Data ::
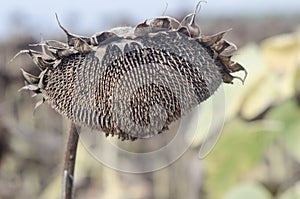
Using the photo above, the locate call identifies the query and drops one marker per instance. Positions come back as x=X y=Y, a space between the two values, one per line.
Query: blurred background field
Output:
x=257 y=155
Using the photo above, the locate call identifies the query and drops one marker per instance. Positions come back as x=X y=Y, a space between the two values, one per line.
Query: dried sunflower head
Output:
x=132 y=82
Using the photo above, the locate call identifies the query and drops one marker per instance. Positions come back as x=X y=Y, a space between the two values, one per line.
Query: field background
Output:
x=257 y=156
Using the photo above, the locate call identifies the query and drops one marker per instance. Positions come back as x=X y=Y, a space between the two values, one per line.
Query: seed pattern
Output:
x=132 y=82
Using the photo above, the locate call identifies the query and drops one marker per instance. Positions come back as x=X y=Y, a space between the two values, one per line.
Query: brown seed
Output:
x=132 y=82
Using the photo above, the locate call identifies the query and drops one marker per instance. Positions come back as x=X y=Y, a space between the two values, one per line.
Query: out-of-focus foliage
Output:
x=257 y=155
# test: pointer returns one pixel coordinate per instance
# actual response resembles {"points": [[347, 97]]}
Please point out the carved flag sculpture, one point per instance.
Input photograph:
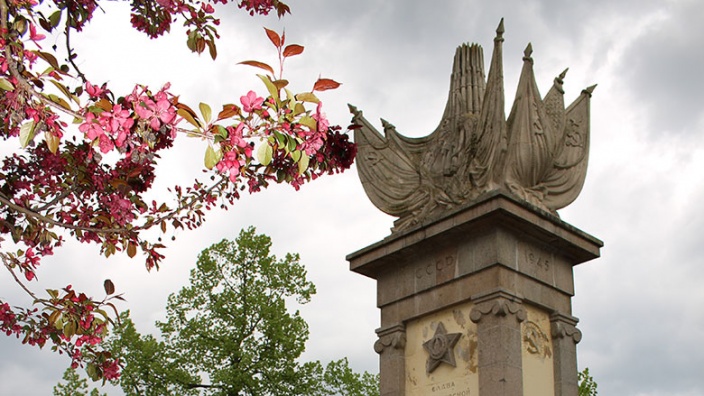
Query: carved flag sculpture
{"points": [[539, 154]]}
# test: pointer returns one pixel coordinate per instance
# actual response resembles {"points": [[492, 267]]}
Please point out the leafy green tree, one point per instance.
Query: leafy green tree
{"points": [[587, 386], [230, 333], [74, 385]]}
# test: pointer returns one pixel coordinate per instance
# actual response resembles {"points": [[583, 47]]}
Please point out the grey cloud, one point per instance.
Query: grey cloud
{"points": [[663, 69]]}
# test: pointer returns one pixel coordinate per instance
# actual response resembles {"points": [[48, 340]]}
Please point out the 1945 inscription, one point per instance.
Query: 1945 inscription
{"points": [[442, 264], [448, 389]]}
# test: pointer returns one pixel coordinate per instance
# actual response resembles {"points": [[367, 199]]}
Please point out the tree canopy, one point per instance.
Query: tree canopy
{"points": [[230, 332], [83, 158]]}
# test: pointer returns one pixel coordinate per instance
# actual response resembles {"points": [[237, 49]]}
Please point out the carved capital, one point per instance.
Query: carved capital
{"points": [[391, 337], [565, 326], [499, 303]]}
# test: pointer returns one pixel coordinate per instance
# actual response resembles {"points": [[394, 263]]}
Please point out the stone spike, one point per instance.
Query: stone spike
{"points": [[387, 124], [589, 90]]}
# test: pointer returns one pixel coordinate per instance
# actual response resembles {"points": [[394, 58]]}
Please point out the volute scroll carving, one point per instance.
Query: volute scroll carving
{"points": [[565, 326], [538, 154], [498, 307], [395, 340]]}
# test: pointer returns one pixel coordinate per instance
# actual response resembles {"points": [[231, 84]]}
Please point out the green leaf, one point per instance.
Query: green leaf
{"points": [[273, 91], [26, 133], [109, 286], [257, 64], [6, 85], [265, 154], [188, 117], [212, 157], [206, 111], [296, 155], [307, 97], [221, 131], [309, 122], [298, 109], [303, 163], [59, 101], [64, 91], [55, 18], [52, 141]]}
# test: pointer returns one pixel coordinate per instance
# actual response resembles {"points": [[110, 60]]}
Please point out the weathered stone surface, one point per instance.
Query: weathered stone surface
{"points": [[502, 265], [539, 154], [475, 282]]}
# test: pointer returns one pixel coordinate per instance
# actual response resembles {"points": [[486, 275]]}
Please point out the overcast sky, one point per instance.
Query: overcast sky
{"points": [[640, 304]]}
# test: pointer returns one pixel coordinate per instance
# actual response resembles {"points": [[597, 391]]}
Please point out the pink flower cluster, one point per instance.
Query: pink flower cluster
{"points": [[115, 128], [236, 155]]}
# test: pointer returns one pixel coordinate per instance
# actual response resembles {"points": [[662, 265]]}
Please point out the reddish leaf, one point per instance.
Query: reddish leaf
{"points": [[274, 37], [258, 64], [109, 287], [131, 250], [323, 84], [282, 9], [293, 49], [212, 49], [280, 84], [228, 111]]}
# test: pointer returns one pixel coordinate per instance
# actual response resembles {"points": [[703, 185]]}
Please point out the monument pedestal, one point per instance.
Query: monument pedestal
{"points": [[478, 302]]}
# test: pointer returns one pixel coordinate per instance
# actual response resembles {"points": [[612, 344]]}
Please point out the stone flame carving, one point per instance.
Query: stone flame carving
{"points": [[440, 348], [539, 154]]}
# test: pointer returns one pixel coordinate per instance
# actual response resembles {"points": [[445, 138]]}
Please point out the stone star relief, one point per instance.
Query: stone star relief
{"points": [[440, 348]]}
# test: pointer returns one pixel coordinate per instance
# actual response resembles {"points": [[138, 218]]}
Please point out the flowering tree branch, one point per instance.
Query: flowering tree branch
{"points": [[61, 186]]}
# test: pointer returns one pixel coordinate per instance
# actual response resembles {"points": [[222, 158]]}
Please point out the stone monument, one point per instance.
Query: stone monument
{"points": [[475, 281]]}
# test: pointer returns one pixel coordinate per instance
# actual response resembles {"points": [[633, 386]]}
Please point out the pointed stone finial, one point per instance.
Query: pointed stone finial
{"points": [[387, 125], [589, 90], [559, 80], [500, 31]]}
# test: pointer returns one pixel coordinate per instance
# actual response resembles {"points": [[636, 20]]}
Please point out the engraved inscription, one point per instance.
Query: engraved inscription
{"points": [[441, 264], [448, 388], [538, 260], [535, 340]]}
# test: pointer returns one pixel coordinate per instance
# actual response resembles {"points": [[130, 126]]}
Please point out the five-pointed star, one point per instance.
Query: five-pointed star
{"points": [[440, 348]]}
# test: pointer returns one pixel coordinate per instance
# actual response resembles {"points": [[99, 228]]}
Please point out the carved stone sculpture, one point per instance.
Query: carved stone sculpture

Assigned task :: This exercise calls for the line containing "Please point out the five-pointed" and each line after it in the records, copied exactly.

Task output ::
Please point out the five-pointed star, one point per instance.
Query: five-pointed star
{"points": [[440, 348]]}
# test: pointer returns one pixel coordinate per instance
# actual response resembles {"points": [[99, 228]]}
Please point out the carved stone sculpture, one point per instance.
Query: carved stone sculpture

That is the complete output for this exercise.